● Explore the material
[1] Answer these questions from the commentary on "The Sick Rose" given below.
(a) Which collection of Blake's short lyrics does it mention?
(b) What phrase does it first cite as an example of ambiguous wording?
(c) What does the worm discover in the poem, according to its closing sentence?
[2] Copy word for word the part of the commentary on "The Sick Rose" that runs from "Deceptive Simplicity" up to and including "rose sick anyway?".

● Text under study

• • • •

Deceptive Simplicity
Let's face it, when you first read "The Sick Rose," your immediate reaction was probably something like, "this poem is really simple: it's about a rose that gets sick and a weird worm." There's nothing wrong with feeling a little frustration at the fact that such a simple poem has achieved practically canonical status. But like many of Blake's short lyrics from the Songs of Innocence and Experience, appearances can be deceiving. First of all, many of the words in the poem are ambiguous. For example, what does "bed of crimson joy" refer to? The flower-bed, the rose's petals? What exactly makes love "dark" and secret"? And why is the rose sick anyway?
These ambiguities and questions are an important part of the poem's fabric, and they get to the heart of the issues that it wants to explore. For example, "The Sick Rose" is very much concerned with the potentially destructive consequences of "dark secret love." Sure it's also about a worm and a rose, but those figures serve largely as the occasion for Blake's more sophisticated musings about our ideas of love and sexuality. Indeed, if the rose is a symbol of love or passion, and it is sick, then perhaps the poem is quietly telling us that our ideas about love and passion are "sick," diseased, infected. Such a complex suggestion is born out in the poem: although it seems warm and rosy (did we just say that?), upon closer examination we realize that the worm discovers the rose's "bed," a place we naturally associate with sex, and then destroys it with its "dark secret love."

• • • •

● Extracted records
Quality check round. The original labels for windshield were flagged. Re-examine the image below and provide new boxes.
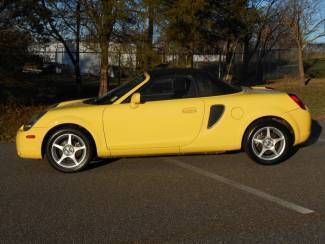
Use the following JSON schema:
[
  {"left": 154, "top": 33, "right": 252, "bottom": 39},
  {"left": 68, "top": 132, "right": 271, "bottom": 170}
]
[{"left": 90, "top": 75, "right": 145, "bottom": 104}]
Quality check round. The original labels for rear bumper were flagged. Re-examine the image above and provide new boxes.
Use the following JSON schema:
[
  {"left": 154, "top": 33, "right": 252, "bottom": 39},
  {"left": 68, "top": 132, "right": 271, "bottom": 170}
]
[
  {"left": 16, "top": 127, "right": 47, "bottom": 159},
  {"left": 285, "top": 108, "right": 312, "bottom": 145}
]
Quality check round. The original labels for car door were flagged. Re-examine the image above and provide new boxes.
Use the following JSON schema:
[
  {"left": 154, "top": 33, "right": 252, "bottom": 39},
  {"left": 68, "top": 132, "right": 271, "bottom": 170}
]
[{"left": 103, "top": 77, "right": 204, "bottom": 154}]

• • • •

● Solutions per task
[1]
(a) Songs of Innocence and Experience
(b) "bed of crimson joy"
(c) The rose's "bed"

[2]
Deceptive Simplicity
Let's face it, when you first read "The Sick Rose," your immediate reaction was probably something like, "this poem is really simple: it's about a rose that gets sick and a weird worm." There's nothing wrong with feeling a little frustration at the fact that such a simple poem has achieved practically canonical status. But like many of Blake's short lyrics from the Songs of Innocence and Experience, appearances can be deceiving. First of all, many of the words in the poem are ambiguous. For example, what does "bed of crimson joy" refer to? The flower-bed, the rose's petals? What exactly makes love "dark" and secret"? And why is the rose sick anyway?